Exercise requirements. Please render the records below as a JSON list of strings with one string per line, skipping blank lines and leaving out the pictures.

Coordinate annotation records
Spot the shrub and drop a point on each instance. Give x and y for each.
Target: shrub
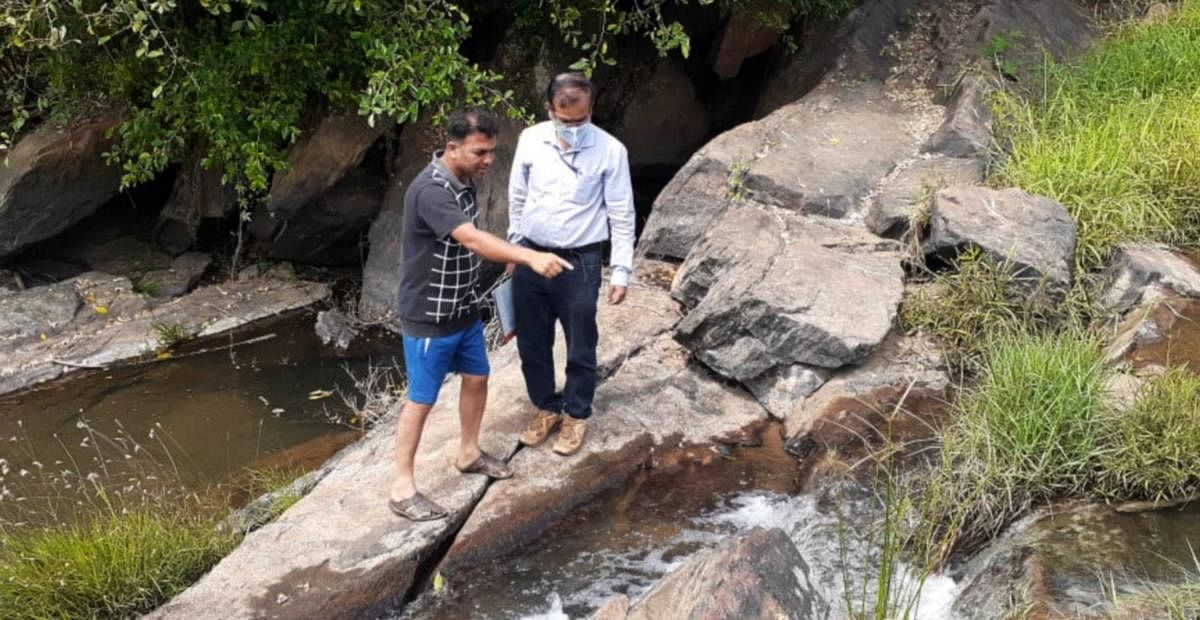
(117, 565)
(1113, 137)
(1155, 446)
(1030, 431)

Full response.
[
  "Spot the shrub and drop a point on each instance. Give x and y for each.",
  "Target: shrub",
  "(117, 565)",
  "(1113, 137)",
  "(1155, 446)",
  "(1030, 431)"
]